Position annotation records

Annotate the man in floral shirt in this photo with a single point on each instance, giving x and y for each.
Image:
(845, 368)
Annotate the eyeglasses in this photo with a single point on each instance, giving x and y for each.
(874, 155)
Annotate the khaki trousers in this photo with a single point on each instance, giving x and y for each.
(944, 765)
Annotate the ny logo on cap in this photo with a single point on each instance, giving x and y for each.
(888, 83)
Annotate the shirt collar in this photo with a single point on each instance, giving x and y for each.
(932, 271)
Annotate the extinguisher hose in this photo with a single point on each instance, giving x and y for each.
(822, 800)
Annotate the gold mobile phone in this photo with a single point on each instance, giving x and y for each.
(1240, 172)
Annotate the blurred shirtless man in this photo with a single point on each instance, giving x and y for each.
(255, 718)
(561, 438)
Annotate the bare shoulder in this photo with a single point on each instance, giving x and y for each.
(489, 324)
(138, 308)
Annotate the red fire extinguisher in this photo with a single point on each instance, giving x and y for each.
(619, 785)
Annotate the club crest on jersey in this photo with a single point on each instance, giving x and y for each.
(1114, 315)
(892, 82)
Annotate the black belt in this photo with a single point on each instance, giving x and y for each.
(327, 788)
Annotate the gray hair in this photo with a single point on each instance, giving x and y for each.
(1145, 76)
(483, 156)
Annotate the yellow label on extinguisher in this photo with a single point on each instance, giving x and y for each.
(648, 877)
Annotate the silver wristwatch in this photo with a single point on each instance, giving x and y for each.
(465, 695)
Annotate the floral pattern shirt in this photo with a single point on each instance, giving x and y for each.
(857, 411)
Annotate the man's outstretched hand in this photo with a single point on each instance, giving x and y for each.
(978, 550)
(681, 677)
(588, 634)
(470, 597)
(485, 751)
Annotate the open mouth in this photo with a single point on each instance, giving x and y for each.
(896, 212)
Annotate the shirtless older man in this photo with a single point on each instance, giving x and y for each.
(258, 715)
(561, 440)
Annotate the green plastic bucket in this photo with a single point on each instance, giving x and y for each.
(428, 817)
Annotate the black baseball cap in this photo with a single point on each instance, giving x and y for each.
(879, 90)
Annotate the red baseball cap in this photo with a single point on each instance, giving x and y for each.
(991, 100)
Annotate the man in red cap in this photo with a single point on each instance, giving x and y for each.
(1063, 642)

(What the task asks) Output the part of the records that opens with the line containing "Annotate the yellow" and runs through the end of the records as a JSON list of strings, one string per line, with blank lines left out.

(Exercise response)
[
  "Annotate the yellow label on extinguisher in this photo with a single point on each instance, giving x and y for each.",
  "(648, 877)",
  "Annotate the silver wristwatch in this photo with a single point on each instance, giving x and y for each.",
  "(465, 695)",
  "Annotate the floral pattern shirt in this photo with a single point on each instance, giving x and y for each.",
  "(857, 411)",
  "Annotate the man's outstretched hand in this photo with a single point on each instance, giving x and y for each.",
  "(978, 550)",
  "(681, 677)",
  "(588, 634)",
  "(470, 597)",
  "(485, 751)",
  "Annotate the open mouth in this photo with a single point on each instance, giving x and y for each.",
  "(896, 212)",
  "Annotate the shirtless older man in this photo with a single point on each instance, giving x and y for each.",
  "(258, 715)",
  "(561, 440)",
  "Annotate the green plastic bucket in this photo with a single point on each instance, giving x and y for each.",
  "(428, 817)",
  "Annotate the black baseball cap in this photo with a single point on each instance, giving x and y for each.",
  "(879, 90)",
  "Annotate the red baseball cap in this photo with a single point on each instance, giving x and y for each.",
  "(991, 100)",
  "Annotate the man in red cap in this photo with a single point on each instance, giving x and y for each.",
  "(1063, 642)"
]